_Supplied text_:
-*-*-

[workaround used] esp8266 gets stuck periodically

All ESP8266 boards running MicroPython.
Official boards are the Adafruit Huzzah and Feather boards.
Target audience: MicroPython users with an ESP8266 board.
kevinkk525
Posts: 969
Joined: Sat Feb 03, 2018 7:02 pm

Re: Asyncio gets stuck periodically

Post by kevinkk525 » Thu May 10, 2018 8:29 am

Is 0x1000 seconds something special in the firmware? I can't get a correct downtime as i'm using the mqtt last wish publication and my mqtt client has a timeout of 60 seconds. According to that the microcontroller was offline for 1h 10min 31sec but of course there is a reconnection of the WLAN in there which also takes some time so 1hr 8.27 minutes is quite possible.

-*-*-

_Given request A_:
Retype the ESP8266 forum thread from "All ESP8266 boards" to "is quite possible." with no changes.
_Given request B_:
Gather every line in the rows that contains the string "target", matching case exactly.

-*-*-

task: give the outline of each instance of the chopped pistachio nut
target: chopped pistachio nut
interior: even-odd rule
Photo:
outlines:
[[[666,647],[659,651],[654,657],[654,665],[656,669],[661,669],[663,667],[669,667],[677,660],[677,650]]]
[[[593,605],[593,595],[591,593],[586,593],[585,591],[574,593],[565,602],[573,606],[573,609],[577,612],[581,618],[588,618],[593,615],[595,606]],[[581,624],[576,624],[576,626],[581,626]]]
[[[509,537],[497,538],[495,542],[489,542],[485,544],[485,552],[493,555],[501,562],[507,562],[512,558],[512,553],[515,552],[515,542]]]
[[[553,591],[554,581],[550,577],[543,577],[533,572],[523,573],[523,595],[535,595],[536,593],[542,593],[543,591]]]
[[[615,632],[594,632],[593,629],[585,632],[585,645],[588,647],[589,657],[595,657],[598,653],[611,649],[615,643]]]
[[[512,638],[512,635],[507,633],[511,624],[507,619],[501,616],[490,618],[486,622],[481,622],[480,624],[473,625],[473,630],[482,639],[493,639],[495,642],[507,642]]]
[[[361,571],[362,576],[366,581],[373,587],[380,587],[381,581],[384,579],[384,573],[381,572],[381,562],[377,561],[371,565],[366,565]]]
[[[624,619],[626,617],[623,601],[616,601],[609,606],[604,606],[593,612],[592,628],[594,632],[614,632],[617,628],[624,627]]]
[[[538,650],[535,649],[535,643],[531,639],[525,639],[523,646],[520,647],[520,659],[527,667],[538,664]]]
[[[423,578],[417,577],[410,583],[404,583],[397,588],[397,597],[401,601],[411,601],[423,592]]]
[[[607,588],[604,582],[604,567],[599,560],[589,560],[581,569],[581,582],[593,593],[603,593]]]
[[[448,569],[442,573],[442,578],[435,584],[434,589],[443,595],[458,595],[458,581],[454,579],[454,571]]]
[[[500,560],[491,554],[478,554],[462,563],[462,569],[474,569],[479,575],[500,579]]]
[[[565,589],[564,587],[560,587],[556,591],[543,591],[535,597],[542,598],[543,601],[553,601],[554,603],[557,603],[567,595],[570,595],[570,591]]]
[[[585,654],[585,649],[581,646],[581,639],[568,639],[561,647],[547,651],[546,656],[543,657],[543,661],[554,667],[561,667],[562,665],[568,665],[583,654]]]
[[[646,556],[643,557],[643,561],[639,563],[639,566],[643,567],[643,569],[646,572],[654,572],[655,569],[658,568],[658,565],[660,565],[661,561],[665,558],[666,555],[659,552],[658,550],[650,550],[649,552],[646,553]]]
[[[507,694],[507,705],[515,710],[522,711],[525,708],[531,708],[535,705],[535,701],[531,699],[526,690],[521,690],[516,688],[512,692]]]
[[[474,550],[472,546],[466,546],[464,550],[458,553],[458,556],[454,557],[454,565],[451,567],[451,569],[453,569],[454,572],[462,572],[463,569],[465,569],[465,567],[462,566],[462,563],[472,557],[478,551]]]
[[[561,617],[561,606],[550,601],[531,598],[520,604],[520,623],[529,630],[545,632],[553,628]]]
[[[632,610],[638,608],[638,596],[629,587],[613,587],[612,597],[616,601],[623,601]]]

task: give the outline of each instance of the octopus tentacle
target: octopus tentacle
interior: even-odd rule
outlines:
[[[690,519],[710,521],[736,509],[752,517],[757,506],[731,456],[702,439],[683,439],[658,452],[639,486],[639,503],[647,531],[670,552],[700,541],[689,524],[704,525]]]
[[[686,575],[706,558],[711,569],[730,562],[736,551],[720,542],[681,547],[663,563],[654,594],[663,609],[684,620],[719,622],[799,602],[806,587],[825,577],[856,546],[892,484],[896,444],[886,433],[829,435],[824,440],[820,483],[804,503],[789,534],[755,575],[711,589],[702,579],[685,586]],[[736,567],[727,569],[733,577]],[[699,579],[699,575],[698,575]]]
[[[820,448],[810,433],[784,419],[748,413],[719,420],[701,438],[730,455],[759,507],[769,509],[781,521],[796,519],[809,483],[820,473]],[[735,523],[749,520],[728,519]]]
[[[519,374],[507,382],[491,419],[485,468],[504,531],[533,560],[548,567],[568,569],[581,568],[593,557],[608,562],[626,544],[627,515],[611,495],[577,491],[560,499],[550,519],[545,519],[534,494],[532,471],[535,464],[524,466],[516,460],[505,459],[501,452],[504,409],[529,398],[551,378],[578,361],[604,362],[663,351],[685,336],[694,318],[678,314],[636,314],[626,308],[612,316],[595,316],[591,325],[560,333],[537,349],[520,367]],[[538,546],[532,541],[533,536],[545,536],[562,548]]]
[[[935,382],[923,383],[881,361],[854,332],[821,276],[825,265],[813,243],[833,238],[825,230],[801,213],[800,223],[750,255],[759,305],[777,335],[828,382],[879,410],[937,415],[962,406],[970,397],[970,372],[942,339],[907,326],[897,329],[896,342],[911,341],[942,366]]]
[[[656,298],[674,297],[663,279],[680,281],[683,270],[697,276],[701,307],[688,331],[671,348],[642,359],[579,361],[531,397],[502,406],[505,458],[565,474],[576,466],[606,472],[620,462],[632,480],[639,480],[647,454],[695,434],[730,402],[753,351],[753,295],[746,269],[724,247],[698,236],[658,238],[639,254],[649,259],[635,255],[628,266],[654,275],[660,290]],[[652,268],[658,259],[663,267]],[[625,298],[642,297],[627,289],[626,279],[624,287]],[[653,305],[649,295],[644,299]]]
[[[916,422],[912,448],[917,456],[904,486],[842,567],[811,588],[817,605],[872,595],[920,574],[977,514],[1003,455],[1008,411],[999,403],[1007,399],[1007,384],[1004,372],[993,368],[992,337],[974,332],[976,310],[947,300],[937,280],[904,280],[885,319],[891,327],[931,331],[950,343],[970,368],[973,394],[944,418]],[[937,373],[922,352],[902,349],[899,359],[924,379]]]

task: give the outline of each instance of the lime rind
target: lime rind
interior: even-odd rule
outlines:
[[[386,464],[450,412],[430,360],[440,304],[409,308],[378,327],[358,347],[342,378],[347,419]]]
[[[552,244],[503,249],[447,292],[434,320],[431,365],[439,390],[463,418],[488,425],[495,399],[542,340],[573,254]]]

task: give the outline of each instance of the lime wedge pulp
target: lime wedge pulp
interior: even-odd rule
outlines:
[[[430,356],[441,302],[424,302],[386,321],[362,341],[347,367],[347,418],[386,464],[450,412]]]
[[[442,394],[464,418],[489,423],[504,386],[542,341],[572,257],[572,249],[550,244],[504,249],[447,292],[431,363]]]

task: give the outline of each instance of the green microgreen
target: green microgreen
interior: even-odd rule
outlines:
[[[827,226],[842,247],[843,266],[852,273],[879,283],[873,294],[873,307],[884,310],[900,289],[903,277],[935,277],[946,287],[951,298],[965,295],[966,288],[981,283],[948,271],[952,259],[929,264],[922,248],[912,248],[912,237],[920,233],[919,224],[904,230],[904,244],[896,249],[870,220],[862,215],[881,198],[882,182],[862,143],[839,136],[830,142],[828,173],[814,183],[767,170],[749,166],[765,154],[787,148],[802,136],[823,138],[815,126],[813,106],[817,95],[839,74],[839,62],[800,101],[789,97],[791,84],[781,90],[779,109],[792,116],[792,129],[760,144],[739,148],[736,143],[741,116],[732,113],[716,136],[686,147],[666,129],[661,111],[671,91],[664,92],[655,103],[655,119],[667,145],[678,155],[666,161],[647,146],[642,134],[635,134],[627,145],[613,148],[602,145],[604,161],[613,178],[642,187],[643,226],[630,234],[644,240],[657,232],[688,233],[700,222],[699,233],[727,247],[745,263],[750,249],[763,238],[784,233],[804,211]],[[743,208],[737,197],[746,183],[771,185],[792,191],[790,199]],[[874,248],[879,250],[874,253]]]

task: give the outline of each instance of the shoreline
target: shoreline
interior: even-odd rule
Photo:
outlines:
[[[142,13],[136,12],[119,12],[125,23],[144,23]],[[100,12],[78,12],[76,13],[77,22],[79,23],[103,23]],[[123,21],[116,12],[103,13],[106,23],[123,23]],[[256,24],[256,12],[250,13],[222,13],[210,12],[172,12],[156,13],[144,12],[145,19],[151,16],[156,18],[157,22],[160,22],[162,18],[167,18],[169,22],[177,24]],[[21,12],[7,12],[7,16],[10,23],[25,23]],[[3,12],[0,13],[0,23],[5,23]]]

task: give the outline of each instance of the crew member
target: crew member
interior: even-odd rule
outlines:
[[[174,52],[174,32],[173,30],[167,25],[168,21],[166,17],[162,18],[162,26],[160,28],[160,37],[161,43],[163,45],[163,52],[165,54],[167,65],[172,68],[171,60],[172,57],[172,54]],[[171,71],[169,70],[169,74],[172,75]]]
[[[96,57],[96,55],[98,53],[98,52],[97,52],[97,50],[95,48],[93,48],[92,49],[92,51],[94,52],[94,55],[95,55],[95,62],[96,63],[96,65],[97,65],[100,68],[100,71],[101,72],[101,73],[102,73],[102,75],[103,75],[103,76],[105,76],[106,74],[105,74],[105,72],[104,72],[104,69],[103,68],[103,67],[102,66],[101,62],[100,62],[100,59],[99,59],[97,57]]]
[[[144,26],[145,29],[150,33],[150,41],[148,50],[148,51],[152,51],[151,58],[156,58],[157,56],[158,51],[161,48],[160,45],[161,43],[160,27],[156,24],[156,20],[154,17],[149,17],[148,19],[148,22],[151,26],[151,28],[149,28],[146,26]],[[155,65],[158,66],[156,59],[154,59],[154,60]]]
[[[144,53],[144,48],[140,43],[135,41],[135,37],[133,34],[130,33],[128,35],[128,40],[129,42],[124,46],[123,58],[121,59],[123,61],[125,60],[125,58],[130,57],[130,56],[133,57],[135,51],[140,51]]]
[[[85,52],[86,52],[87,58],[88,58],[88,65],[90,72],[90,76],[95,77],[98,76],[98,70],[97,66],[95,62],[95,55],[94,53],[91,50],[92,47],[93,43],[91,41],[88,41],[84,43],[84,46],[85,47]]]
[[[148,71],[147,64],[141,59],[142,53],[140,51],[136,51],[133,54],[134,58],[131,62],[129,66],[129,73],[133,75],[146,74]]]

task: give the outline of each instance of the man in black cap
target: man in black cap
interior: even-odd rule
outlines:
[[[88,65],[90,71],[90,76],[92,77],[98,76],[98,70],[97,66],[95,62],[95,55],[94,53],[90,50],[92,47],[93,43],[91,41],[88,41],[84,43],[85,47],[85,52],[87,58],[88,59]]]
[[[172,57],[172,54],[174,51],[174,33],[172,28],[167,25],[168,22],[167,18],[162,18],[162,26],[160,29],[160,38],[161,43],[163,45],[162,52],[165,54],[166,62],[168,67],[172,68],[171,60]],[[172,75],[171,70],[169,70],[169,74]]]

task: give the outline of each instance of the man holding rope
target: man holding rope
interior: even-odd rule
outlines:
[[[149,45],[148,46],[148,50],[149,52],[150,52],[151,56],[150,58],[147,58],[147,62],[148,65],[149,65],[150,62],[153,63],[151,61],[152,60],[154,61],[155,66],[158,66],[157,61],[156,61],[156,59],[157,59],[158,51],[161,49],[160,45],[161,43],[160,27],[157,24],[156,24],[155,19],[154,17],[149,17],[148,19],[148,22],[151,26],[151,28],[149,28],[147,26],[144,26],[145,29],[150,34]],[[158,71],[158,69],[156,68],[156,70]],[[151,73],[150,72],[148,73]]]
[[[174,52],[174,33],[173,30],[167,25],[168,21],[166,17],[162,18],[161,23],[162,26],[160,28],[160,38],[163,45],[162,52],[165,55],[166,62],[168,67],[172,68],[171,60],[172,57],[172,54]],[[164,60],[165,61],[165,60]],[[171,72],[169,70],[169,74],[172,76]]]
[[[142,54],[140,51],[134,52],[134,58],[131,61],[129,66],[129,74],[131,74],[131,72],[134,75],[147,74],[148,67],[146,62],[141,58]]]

-*-*-

_Output A_:
All ESP8266 boards running MicroPython.
Official boards are the Adafruit Huzzah and Feather boards.
Target audience: MicroPython users with an ESP8266 board.
kevinkk525
Posts: 969
Joined: Sat Feb 03, 2018 7:02 pm

Re: Asyncio gets stuck periodically

Post by kevinkk525 » Thu May 10, 2018 8:29 am

Is 0x1000 seconds something special in the firmware? I can't get a correct downtime as i'm using the mqtt last wish publication and my mqtt client has a timeout of 60 seconds. According to that the microcontroller was offline for 1h 10min 31sec but of course there is a reconnection of the WLAN in there which also takes some time so 1hr 8.27 minutes is quite possible.

_Output B_:
target: chopped pistachio nut
target: octopus tentacle
target: lime rind
target: lime wedge pulp
target: green microgreen
target: shoreline
target: crew member
target: man in black cap
target: man holding rope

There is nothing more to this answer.